Prompt
Please extract every line of the material below that contains the string "girl", and copy each one over unchanged.

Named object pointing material
- - -

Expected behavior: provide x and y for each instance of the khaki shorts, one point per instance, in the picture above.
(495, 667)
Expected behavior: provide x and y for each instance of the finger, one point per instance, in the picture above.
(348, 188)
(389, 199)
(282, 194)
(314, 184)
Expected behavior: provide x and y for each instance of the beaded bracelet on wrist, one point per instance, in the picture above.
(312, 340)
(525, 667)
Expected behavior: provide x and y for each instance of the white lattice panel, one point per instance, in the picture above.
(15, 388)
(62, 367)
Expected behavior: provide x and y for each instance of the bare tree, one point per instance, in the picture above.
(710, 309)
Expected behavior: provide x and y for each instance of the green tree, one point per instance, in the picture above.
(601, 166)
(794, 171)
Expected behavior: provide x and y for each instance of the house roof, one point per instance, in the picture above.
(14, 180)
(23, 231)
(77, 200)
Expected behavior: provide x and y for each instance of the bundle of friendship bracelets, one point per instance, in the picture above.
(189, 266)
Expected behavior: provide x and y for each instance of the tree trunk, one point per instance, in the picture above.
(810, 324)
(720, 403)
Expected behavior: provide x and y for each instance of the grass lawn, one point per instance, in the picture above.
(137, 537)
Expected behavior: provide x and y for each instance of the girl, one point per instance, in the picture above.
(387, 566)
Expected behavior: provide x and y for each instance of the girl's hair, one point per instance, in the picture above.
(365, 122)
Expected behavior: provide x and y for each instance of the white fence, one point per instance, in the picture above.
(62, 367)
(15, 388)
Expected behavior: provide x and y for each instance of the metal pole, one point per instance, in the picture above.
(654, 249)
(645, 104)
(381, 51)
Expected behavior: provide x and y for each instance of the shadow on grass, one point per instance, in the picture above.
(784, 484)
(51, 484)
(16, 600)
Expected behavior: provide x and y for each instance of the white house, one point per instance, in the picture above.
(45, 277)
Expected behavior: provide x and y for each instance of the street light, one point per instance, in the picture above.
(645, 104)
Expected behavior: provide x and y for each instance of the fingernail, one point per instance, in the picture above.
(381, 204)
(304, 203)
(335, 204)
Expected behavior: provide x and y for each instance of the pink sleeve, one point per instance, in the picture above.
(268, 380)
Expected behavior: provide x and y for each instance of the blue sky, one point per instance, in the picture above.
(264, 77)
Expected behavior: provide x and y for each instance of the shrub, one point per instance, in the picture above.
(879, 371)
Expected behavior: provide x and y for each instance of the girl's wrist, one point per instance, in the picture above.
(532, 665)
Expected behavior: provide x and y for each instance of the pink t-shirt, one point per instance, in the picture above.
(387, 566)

- - -

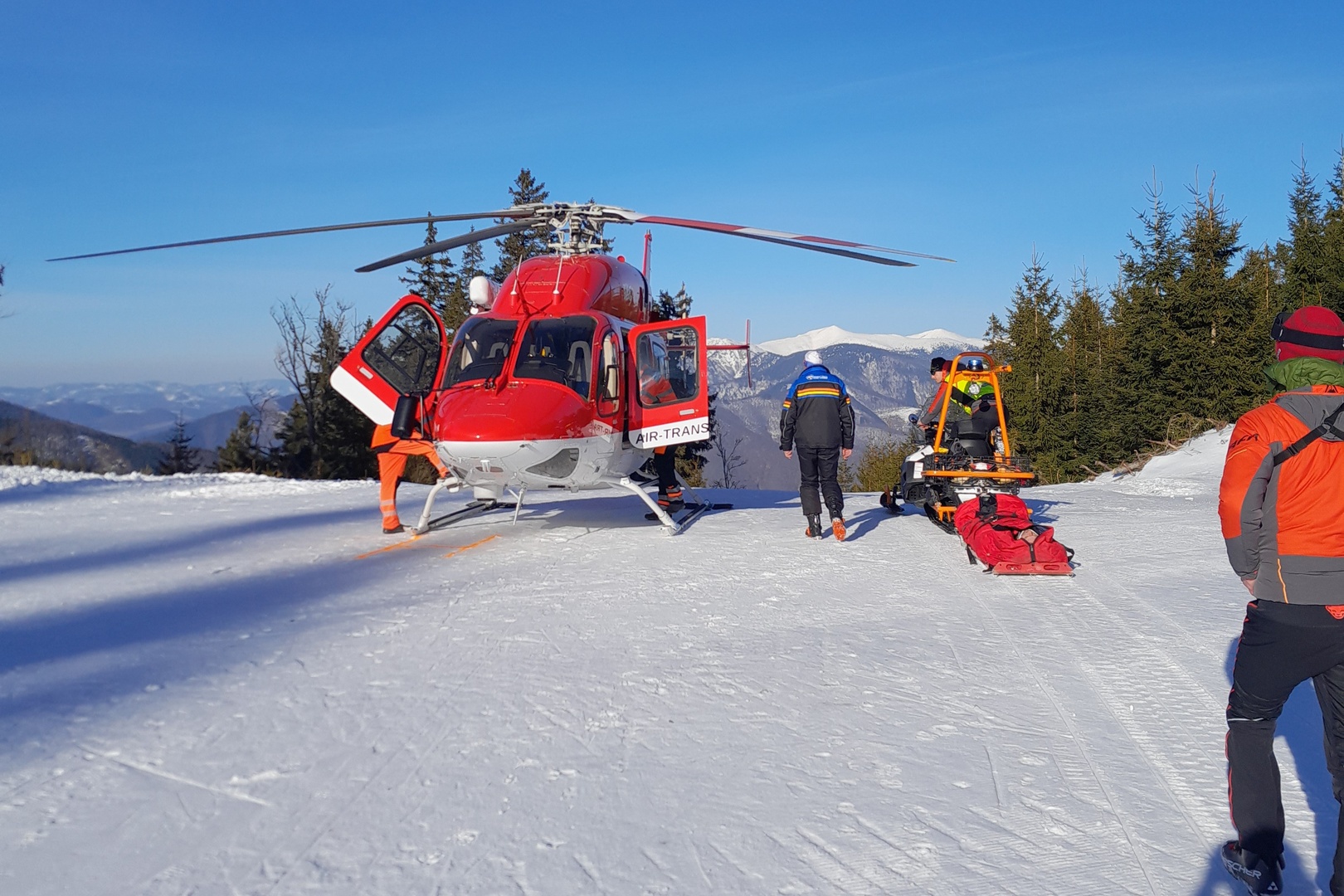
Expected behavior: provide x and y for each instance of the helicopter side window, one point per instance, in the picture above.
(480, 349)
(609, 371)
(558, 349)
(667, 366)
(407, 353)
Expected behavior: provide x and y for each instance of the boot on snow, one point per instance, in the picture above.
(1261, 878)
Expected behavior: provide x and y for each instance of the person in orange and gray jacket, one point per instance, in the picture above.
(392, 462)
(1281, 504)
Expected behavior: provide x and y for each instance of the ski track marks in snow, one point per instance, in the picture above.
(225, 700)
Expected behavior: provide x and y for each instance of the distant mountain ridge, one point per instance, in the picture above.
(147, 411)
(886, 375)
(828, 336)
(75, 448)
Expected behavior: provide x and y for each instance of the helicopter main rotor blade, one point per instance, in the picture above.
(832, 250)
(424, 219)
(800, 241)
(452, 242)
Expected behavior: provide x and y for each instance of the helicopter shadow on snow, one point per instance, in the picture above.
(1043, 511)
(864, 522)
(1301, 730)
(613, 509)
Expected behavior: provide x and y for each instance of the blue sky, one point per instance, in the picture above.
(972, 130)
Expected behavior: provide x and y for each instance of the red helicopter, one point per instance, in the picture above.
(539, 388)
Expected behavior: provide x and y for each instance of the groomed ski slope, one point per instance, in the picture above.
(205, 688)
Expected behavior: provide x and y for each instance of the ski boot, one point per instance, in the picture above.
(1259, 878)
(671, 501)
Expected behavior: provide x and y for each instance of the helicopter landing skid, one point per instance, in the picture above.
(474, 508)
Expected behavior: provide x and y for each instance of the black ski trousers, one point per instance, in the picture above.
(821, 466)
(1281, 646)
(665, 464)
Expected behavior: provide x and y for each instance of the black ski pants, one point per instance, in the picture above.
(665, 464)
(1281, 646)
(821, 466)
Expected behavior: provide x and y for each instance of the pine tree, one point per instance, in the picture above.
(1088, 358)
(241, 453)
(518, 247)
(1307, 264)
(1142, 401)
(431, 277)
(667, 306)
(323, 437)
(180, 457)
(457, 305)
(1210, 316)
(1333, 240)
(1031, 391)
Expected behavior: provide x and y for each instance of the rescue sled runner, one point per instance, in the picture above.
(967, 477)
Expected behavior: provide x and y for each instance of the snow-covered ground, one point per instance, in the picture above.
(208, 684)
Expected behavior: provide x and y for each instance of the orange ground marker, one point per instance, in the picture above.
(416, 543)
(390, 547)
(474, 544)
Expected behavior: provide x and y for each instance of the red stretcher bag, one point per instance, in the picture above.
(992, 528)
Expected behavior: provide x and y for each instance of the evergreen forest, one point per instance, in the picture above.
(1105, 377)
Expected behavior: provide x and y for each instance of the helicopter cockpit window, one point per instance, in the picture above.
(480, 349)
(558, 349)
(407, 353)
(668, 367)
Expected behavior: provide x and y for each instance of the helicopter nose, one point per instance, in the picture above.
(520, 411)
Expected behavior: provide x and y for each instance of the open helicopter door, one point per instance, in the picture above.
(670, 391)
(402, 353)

- - -

Final result
Expected behavior: provide x and y for each instance of the girl, one point per instance, in the picture above.
Expected behavior: provide x and y for each instance of the girl's hair, one point per instance, in the picture above.
Expected behavior: provide x and y for each instance of the girl's wrist, one point per instance, in the picture above.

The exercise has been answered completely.